*Text passage:*

____

Dreamweaver 2017 final

What’s a Front-end reactive framework?

Was in the comparison chart for wappler.

That George guy comes down hard on people in the forum. Totally opposite of Pinegrow devs… Crazy

if I look at the Wappler comparison table, with the support to create dynamic behaviors (php) and connection to the databases (e.g. myql) Pinegrow would become the true “dreamweaver killer”.

They’re the new kid on the block, and they built themselves up with a lot of promises that in turn created a lot of expectations. Being a brand new release, it’s unclear whether their devs understood that there will always be a ton of criticisms on a debut product from all the people whose expectations are not being met. Also, no new software is bug-free, and as hard as the devs may try, they’re never going to find all the bugs the way the users will in the first few weeks.

So they’re probably getting hammered with bug reports left and right, and this would make any dev a little testy. It remains to be seen if they can weather through this period of growing pains, and improve the program fast enough to not discourage their base.

Comparing Applications sucks! In their chart, they say “Server Side Code” -> No DB connectivity. But Pinegrow supports PHP, ASP and ERB or am I wrong here?

Cheers

Thomas

Comparison charts created by the software companies themselves have to be taken with a grain of salt (or many grains.)

What you really want to see is a comparison chart created by an independent review site, so you get relatively unbiased information. I expect we will start seeing more reviews of Pinegrow as word of its unique capabilities spreads through the community of website developers.

It appears they are speaking of ReactJS, AngularJS, VueJS, etc., verse their App Connect extension(s). But I honestly don’t know what their app connect offers vs various MVC, Frontend etc., frameworks. That feature seems to be the leading feature for marketing their app, visual backend input and connections. Other visual aspects of their app are not very impressive at this point from the looks of it.

____

*Mask labeling examples:*

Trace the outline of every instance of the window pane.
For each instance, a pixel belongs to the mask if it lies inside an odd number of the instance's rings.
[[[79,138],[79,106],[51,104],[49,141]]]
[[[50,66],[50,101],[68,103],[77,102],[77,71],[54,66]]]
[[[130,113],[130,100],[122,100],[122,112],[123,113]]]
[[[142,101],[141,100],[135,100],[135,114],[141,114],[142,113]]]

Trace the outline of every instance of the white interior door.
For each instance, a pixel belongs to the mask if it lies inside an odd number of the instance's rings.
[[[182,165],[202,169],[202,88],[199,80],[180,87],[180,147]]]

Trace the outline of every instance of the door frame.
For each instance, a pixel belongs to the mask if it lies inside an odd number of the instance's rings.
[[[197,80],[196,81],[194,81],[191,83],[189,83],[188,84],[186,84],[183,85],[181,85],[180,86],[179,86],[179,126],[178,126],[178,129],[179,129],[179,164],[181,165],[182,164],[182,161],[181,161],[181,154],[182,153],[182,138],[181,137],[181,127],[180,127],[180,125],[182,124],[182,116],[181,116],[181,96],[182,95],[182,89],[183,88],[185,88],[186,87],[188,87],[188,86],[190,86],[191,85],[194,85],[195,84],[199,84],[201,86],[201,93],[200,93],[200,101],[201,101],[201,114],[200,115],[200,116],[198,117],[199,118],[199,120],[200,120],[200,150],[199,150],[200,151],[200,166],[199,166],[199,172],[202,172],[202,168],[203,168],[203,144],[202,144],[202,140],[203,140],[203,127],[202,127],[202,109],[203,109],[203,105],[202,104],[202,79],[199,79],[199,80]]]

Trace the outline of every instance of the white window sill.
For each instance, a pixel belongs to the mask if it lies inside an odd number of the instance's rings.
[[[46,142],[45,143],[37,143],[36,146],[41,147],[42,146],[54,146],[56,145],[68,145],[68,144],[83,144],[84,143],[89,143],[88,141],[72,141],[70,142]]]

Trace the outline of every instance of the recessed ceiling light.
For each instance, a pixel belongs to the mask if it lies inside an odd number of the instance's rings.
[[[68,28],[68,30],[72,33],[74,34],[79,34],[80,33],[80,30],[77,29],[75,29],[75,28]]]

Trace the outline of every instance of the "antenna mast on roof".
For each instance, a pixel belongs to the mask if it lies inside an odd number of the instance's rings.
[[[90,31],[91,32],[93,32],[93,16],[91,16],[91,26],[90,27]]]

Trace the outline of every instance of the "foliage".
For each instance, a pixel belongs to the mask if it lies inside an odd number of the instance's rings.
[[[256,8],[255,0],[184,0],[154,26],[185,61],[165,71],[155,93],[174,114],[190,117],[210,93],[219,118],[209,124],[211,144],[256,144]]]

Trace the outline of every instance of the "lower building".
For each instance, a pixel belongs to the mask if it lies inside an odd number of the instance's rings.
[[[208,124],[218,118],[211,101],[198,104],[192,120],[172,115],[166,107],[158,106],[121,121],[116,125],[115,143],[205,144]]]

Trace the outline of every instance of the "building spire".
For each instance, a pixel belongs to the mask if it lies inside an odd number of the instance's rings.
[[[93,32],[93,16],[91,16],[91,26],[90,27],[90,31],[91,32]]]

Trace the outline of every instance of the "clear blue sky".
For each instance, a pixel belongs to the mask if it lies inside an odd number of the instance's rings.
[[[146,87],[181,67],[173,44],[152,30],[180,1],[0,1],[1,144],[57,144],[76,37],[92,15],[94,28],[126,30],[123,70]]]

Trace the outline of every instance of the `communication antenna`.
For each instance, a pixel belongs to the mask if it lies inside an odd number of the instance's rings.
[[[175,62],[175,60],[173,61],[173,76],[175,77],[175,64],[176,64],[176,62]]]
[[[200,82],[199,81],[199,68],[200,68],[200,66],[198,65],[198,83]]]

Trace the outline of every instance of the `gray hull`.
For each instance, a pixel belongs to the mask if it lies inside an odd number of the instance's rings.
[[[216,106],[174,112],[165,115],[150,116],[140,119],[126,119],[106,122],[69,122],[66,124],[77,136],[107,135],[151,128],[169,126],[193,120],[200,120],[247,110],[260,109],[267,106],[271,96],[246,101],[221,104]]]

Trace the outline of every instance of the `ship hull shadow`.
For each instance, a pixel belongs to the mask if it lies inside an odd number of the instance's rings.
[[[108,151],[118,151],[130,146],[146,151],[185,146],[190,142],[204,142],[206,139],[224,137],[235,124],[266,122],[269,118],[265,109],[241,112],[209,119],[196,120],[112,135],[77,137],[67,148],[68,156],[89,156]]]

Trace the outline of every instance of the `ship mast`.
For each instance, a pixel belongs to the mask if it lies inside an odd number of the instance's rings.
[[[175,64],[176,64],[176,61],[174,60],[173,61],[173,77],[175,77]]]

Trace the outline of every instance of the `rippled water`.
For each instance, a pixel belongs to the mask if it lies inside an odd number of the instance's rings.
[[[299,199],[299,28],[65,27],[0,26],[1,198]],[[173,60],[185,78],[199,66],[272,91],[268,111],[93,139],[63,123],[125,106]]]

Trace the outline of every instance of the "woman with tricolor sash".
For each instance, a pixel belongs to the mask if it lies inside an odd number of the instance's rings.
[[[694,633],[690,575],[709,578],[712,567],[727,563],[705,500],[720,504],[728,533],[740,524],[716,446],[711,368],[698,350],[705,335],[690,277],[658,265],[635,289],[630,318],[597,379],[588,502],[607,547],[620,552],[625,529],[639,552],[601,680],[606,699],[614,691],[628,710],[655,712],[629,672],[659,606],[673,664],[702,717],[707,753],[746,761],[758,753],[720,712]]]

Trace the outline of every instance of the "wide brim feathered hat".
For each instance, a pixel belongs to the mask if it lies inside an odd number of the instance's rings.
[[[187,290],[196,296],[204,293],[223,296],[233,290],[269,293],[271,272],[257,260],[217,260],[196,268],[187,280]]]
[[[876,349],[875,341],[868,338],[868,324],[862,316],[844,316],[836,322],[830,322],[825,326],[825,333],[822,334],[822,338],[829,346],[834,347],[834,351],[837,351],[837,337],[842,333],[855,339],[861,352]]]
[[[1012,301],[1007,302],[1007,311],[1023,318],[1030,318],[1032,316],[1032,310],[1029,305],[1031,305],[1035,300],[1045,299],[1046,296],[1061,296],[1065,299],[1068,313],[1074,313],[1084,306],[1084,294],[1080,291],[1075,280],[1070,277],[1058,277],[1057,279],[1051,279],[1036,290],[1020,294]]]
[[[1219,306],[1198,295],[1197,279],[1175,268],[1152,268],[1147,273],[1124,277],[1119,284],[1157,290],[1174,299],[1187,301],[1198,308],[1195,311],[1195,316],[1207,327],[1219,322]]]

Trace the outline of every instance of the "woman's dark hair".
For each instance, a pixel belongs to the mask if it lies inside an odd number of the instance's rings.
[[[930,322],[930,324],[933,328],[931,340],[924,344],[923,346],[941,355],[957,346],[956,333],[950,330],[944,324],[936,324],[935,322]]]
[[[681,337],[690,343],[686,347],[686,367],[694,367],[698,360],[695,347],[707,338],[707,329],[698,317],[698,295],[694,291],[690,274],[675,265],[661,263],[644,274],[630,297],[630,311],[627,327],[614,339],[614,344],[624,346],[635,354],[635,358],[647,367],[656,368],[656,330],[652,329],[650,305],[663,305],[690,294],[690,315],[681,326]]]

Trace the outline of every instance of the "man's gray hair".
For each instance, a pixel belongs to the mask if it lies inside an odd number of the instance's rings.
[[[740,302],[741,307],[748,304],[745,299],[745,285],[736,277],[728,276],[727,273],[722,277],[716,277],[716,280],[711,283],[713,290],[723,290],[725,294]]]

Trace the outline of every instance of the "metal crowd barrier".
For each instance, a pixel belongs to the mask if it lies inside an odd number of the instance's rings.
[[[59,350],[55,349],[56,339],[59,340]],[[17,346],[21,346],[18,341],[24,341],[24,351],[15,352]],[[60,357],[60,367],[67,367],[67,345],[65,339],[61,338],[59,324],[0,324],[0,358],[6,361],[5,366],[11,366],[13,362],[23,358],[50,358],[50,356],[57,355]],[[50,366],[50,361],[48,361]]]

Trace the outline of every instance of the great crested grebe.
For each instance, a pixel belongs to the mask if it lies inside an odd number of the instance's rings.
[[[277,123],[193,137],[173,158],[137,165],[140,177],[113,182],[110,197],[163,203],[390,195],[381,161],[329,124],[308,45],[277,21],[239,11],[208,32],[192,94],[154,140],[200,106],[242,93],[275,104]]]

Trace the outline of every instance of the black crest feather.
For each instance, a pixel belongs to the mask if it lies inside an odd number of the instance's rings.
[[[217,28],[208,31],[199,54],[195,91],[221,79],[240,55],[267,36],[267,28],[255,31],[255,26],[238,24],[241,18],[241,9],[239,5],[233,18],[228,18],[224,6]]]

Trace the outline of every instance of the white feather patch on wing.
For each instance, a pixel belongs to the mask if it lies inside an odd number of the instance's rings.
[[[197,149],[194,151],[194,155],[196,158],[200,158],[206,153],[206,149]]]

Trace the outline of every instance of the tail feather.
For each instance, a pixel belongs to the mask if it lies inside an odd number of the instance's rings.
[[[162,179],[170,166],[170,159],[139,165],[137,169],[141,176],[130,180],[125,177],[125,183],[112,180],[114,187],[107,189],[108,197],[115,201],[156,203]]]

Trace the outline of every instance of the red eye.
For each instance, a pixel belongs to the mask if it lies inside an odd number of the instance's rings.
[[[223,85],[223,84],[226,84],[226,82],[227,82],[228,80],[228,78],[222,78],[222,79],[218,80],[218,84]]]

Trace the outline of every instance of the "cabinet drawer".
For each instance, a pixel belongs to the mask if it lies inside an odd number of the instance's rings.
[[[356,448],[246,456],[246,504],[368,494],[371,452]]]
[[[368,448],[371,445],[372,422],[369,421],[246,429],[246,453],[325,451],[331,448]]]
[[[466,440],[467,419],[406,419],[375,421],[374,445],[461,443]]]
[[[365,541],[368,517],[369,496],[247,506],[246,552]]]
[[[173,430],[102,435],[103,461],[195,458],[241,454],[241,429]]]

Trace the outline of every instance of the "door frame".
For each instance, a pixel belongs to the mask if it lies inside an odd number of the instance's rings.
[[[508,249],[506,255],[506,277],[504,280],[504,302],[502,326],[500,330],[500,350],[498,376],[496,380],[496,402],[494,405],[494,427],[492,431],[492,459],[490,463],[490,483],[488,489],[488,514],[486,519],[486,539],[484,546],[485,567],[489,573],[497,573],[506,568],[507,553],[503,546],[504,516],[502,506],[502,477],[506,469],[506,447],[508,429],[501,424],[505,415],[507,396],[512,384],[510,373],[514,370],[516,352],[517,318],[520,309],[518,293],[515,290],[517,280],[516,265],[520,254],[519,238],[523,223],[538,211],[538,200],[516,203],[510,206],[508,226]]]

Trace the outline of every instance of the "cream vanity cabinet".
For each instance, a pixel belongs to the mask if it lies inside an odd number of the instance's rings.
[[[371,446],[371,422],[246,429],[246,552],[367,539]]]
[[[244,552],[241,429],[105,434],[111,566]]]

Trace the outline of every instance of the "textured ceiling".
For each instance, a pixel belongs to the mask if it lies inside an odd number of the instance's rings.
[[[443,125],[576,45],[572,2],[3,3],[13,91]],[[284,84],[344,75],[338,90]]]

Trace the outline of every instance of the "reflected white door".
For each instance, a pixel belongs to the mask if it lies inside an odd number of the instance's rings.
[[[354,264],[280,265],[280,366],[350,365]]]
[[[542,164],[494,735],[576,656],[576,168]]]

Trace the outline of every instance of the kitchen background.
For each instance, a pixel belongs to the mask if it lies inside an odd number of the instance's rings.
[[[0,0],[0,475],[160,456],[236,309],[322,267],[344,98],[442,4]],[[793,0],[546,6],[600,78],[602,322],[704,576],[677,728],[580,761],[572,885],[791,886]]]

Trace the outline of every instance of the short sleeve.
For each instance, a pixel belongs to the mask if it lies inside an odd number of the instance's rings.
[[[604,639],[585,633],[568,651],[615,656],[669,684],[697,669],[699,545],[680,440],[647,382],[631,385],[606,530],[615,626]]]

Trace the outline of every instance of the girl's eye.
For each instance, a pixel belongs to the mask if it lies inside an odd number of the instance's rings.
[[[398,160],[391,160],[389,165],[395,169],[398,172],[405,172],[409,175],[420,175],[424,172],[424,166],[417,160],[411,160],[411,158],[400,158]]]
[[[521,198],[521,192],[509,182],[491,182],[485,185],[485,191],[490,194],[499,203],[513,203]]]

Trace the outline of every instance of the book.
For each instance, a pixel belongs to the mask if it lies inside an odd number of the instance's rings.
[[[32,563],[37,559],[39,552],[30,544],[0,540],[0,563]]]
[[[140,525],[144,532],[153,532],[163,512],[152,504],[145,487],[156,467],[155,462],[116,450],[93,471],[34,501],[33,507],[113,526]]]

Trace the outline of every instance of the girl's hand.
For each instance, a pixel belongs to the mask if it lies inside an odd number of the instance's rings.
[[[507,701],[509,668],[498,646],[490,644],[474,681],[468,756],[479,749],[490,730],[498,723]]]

____

*Work to do:*
(1) In the forum discussion about Wappler and Pinegrow, which server-side languages does Thomas say Pinegrow supports?
(2) Continue the forum discussion about Wappler and Pinegrow after its last post.

*Answer list:*
(1) PHP, ASP and ERB.

(2)
Nope you’re not wrong, there are multiple inaccuracies and discrepancies in their chart (no surprise).

Exactly.

Another funny one was a PDF put out by a Muse related entity that simply called Pinegrow a Bootstrap Builder, saying they deep tested the apps. However it was just garbage reviews to point people to Webflow.

The company behind it has been around since the 90’s I believe or early 2000’s. They developed many of the 3rd party plugins for Dreamweaver for YEARS and are now creating their own app based off of what they learned from the years of plugin development. Unfortunately they are using what they learned from those many years of development including the harshness, closed processes, proprietary code and high price subscription. Almost bully like which is what I see with that George guy in the way he addresses and interacts with their customers. It was same with the plugins, we are the hottest and best and we don’t care if they don’t work all the time they work enough and have the features we want them to have based off what we tell you our customers want. AND our customers LOVE our products, you have a problem with em… tough luck to you they work for most everyone else so piss off.

That is the attitude I have come to know from them and that is the attitude I am seeing on their forum from the CEO / President. Our products are best you don’t like it, go somewhere else and NO REFUNDS for you.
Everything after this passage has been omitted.